Data items
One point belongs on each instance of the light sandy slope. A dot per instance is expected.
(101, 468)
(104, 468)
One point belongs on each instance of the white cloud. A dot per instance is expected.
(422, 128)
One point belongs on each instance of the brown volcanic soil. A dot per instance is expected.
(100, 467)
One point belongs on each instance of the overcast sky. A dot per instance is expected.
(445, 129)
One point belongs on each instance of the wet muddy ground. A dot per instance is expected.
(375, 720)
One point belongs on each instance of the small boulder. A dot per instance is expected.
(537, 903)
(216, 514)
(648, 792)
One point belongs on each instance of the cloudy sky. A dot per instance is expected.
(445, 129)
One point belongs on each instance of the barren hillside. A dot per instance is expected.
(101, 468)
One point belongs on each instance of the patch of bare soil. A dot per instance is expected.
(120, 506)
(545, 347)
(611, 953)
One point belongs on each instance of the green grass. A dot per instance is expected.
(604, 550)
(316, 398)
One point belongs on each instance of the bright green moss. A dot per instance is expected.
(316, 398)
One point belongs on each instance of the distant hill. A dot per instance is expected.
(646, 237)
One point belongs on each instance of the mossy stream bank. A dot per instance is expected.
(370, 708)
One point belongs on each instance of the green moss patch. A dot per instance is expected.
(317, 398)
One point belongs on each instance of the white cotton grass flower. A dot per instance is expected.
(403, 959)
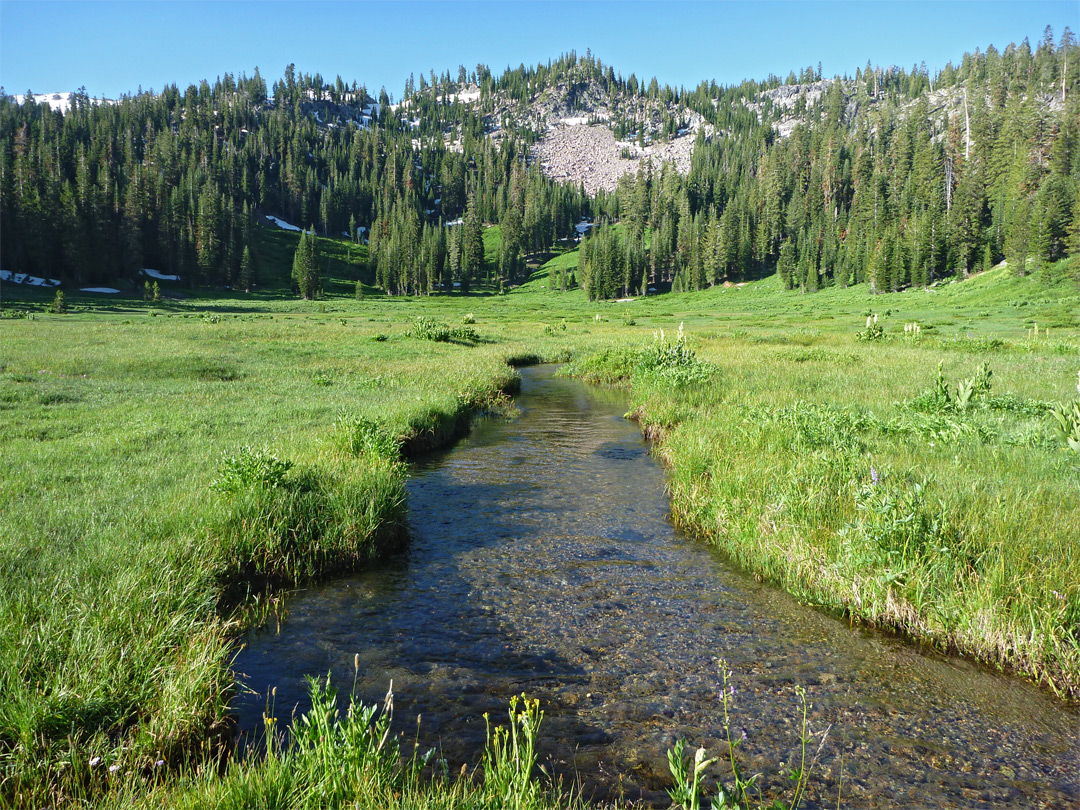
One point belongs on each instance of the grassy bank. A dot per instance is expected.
(159, 473)
(940, 503)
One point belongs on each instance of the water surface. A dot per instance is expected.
(541, 561)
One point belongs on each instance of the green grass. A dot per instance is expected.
(125, 571)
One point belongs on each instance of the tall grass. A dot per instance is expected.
(815, 460)
(935, 508)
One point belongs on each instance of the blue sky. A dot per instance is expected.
(112, 48)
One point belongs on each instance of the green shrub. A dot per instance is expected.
(251, 468)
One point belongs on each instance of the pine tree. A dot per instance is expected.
(306, 272)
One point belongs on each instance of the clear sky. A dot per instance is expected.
(116, 48)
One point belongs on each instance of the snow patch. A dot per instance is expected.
(58, 102)
(32, 281)
(282, 224)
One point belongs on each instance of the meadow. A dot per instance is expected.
(172, 467)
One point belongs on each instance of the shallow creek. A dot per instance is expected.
(541, 561)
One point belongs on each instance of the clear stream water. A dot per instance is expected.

▸ **EXERCISE DESCRIPTION**
Copying begins at the line that holds "One point belongs on each instance of the green shrub." and ends at the last line of the data above, with both included and each line kept exactly.

▸ **SOLUTION FOR THIS TASK**
One point belongs on each instance of the green shrub. A dot per instance is expected.
(251, 468)
One point belongs on each instance of the pine tree. A dot per instance is expected.
(306, 272)
One point belongs on each instance of the clear sky. A dot per instance is expected.
(116, 48)
One point belongs on each instance of the snow patch. A dot per instance is expected.
(58, 102)
(32, 281)
(282, 224)
One point belongs on each instance of the meadow. A dot per instance is expected.
(172, 467)
One point belongs on each instance of the shallow creek. A dot per instance is expected.
(541, 561)
One point belongs on each instance of the clear stream water. A dot per instance is expected.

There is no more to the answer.